* _Selected excerpt_
Due to privacy and information security, data sources are not always accessible, especially in a deregulated market. Presently, complete datasets on energy systems mainly involve electricity consumption^10–12^, renewable energy generation^10,11^, and meteorological information (widely accepted as influential factors for energy system operations)^10–12^, structured in a multi-source manner^10,12^ and hierarchical fashion^12^. Multi-source datasets that involve multiple loads, photovoltaic (PV) panels, or other components are desirable for managing decentralized energy systems such as microgrids. Hierarchical datasets contribute to the interactions between microgrids and centralized energy systems such as power distribution systems. However, the lack of heat and cooling energy consumption may make these datasets unsuitable for analyzing the interactions among multiple energy sectors.

In the context of energy systems penetrated with renewables, many studies prefer a sufficient, complete dataset of multiple energy consumption, renewable power generation, GHG emissions, and weather information. In practice, the number of suitable multiple energy datasets is relatively limited compared to those targeted at power systems, which may constrain further investigations^1^. Generally, only a few types of multiple energy consumption of individuals are provided in the multiple energy dataset, in which the record of renewable power generation is not considered, thus limiting the implementation of the dataset. For instance, the electricity and thermal energy consumption of 38 houses in Germany is contained in the dataset without other data sources^13^. The reality is that multiple energy datasets incorporating multi-source information are significantly less common than those focusing solely on electricity. Furthermore, the record of GHG emissions has not yet been included in current multiple energy datasets. On the other hand, the length of multiple energy datasets is often within a year or several months. It is far from sufficient for leveraging the power of deep learning methods compared with electricity-only datasets^1,6^. There is still a conspicuous absence of multi-source energy datasets with a hierarchical structure (see Fig. 2), from individuals to aggregations and up to the top level, despite the fact that many raw data sources remain messy and insufficiently prepared for reproducibility, customization, and further development.

Hence, this study develops a sufficient multi-source and hierarchical dataset by integrating diverse data sources of multiple energy consumption (e.g., electricity, heat energy, and cooling energy), PV power generation, GHG emissions, and weather information (temperature, dew point, humidity, wind speed, pressure, and precipitation), dubbed Hierarchical Energy, Emissions, and Weather (HEEW). The dataset ranges from 1 January, 2014, to 31 December, 2022, providing information on 147 individual buildings in the entire region. The multi-source data records originating from these buildings can be aggregated to form the combined datasets of the four communities. Then, the aggregated records from these communities can be synthesized to produce a hierarchical dataset representative of the entire region. The dataset can be used for investigations on imputation, anomaly detection, clustering, decomposition, classification, forecasting, and optimization. For reproductivity, customization, and development, we believe this real-world dataset can serve as the benchmark of time series sequence or tabular data to improve the management of multiple energy systems and decentralized systems.

* _Instruction_
Write out the passage on energy datasets word for word, from "Due to privacy" down to "multiple energy sectors.". The lines that come next have no connection to the passage on energy datasets.

* _Given data_
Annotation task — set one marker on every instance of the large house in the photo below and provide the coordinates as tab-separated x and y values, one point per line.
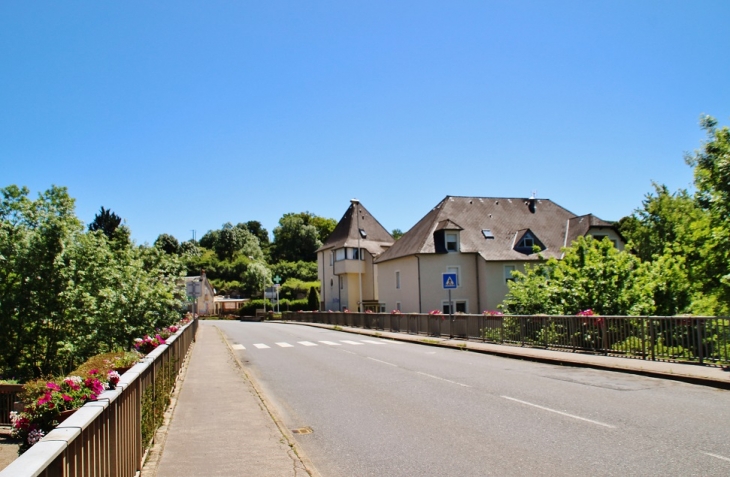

* _Answer for the task_
Due to privacy and information security, data sources are not always accessible, especially in a deregulated market. Presently, complete datasets on energy systems mainly involve electricity consumption^10–12^, renewable energy generation^10,11^, and meteorological information (widely accepted as influential factors for energy system operations)^10–12^, structured in a multi-source manner^10,12^ and hierarchical fashion^12^. Multi-source datasets that involve multiple loads, photovoltaic (PV) panels, or other components are desirable for managing decentralized energy systems such as microgrids. Hierarchical datasets contribute to the interactions between microgrids and centralized energy systems such as power distribution systems. However, the lack of heat and cooling energy consumption may make these datasets unsuitable for analyzing the interactions among multiple energy sectors.